Pick out every line of the records that contains the word "blue", and copy each of those lines. Case counts, so match only that exact capitalization.
--- THE INPUT ---
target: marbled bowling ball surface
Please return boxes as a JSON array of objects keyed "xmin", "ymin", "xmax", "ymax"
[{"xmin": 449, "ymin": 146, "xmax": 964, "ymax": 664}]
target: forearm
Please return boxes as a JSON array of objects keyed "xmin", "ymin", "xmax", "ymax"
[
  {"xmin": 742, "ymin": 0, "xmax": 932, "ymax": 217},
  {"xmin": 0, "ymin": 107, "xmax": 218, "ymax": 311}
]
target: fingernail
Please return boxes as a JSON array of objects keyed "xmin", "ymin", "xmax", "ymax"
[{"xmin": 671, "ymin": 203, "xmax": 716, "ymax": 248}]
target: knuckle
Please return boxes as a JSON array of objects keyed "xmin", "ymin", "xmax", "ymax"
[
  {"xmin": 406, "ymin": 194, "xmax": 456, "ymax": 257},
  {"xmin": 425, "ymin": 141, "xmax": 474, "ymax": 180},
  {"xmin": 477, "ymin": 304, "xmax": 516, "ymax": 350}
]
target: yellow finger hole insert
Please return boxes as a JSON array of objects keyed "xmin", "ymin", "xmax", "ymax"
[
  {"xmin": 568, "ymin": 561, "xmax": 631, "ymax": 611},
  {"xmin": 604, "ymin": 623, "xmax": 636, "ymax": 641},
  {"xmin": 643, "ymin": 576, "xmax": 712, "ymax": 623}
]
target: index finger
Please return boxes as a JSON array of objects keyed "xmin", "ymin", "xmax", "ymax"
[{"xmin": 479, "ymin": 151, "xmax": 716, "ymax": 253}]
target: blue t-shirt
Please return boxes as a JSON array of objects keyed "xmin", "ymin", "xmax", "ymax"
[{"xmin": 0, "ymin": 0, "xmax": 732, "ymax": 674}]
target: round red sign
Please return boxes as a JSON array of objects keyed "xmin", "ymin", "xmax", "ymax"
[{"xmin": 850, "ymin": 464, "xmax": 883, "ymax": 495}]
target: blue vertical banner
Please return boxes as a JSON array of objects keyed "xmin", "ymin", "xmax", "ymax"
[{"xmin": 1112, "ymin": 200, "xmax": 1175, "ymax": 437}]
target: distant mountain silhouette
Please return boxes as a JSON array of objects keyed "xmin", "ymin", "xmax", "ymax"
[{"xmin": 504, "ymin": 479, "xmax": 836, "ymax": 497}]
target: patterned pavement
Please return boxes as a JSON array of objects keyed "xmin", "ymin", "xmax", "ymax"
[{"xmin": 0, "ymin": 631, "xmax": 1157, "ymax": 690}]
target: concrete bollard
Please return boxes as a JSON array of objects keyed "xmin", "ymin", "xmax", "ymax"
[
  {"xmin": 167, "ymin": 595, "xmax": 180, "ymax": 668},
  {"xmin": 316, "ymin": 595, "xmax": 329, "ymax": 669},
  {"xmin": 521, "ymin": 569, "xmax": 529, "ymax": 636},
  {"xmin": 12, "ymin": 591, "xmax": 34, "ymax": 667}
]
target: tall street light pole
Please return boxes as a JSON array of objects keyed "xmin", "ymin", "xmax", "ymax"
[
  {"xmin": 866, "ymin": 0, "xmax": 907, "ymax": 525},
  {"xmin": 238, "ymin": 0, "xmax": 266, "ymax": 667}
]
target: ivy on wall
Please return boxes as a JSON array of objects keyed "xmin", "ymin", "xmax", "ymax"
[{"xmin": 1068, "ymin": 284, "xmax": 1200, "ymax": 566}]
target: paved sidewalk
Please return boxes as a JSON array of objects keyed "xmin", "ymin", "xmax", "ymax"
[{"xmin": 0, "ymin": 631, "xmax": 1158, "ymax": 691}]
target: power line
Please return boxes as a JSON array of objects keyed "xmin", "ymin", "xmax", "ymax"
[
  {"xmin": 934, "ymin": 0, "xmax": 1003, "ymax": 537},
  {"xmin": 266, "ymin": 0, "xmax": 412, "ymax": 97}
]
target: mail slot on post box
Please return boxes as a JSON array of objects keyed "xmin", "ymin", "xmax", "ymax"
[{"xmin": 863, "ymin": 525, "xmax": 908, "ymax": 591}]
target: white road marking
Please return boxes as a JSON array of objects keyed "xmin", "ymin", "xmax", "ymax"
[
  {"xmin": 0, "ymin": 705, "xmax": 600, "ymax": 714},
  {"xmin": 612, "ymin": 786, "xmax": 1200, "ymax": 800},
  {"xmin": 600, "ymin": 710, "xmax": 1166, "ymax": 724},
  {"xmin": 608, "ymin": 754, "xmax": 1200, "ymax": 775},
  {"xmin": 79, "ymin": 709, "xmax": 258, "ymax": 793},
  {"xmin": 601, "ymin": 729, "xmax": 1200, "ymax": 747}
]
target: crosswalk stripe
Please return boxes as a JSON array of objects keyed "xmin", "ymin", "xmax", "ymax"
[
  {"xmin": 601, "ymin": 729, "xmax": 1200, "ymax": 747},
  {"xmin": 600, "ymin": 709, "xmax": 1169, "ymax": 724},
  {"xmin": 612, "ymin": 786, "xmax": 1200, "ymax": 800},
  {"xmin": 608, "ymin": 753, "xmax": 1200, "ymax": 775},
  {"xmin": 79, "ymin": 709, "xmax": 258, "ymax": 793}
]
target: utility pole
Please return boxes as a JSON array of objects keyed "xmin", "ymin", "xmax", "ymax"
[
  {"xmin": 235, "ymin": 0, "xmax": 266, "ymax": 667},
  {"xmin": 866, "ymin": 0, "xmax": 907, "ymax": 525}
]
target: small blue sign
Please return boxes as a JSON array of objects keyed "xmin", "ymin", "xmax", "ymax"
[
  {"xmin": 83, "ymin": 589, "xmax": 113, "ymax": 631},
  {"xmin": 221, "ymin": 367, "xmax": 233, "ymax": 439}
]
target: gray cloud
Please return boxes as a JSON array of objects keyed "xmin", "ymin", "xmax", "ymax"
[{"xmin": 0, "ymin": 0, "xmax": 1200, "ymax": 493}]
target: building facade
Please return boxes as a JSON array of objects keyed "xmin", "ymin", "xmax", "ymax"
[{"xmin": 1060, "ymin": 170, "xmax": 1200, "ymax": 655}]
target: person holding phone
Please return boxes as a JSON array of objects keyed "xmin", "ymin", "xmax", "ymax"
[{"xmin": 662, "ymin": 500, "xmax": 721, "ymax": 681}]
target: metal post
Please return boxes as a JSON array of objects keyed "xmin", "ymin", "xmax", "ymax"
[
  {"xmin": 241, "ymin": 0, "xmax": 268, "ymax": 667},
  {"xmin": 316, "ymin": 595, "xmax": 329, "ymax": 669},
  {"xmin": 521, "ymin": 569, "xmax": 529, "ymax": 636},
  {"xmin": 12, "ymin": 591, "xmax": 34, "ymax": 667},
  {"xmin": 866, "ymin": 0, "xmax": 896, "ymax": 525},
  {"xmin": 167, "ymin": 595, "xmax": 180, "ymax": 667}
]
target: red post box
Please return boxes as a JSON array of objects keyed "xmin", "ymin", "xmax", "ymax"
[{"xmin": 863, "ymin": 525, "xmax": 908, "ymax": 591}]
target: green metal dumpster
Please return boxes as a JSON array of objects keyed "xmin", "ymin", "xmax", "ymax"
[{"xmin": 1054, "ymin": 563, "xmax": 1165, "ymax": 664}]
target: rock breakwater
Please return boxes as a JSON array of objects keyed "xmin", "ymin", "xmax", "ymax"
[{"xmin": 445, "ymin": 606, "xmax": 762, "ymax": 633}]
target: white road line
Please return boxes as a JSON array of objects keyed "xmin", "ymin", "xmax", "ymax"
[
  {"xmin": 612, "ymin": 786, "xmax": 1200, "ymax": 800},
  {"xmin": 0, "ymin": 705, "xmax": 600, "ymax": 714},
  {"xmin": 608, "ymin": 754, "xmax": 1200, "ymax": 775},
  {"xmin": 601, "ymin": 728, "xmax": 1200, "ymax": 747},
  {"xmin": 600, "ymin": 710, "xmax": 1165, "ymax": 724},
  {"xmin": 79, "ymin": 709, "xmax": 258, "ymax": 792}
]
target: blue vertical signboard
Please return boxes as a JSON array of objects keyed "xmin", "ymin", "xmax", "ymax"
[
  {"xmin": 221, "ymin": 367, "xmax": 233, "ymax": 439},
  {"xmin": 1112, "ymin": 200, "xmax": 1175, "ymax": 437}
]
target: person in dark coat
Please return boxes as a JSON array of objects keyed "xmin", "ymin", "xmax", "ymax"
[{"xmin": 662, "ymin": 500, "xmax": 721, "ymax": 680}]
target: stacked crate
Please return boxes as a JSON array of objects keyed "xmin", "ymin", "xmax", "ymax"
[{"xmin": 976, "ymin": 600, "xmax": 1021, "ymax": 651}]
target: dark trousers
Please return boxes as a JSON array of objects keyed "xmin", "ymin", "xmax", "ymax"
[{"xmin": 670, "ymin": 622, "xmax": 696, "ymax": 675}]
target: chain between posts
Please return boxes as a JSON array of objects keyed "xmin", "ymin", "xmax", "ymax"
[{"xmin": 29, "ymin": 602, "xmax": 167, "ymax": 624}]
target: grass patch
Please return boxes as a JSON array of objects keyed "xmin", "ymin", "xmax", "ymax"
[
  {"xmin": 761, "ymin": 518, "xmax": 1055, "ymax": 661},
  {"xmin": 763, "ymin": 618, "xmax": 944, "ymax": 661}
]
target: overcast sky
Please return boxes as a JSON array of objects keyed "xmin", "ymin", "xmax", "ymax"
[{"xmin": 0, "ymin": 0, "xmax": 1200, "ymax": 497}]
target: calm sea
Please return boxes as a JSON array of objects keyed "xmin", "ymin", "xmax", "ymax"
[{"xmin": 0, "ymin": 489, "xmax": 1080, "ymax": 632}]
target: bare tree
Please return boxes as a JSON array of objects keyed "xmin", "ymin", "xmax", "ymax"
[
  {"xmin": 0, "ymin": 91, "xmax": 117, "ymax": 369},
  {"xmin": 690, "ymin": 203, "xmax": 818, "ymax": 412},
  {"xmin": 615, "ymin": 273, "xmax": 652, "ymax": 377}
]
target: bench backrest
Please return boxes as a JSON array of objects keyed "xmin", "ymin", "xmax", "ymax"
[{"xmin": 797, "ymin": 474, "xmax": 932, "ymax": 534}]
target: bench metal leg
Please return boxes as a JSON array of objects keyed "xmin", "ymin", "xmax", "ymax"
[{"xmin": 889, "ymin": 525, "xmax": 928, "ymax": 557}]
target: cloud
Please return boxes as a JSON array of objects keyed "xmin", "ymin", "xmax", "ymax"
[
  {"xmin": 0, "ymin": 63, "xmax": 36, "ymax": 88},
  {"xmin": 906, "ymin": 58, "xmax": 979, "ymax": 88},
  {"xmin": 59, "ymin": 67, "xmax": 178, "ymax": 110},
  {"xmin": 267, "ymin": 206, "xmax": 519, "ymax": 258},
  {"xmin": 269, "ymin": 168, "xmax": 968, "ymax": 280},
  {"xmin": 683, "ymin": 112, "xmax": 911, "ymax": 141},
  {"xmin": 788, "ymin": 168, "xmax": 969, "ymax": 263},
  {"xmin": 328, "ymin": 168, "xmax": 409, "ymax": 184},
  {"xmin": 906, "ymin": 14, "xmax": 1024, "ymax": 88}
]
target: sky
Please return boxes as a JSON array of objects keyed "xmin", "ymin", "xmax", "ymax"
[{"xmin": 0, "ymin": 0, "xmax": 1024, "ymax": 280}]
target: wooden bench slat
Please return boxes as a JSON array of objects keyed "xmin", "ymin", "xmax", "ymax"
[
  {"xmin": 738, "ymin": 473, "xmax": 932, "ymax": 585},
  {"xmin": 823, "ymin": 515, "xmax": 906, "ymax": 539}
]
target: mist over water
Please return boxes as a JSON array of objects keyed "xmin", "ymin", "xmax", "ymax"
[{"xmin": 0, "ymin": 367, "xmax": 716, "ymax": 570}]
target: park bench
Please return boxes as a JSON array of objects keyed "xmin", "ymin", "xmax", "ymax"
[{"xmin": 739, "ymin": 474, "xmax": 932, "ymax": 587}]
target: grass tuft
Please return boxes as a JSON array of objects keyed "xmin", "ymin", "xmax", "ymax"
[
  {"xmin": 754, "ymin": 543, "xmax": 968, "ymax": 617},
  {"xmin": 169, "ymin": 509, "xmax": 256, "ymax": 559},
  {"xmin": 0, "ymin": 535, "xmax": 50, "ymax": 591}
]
---
REPLY:
target: blue t-shirt
target: blue vertical banner
target: small blue sign
target: blue vertical signboard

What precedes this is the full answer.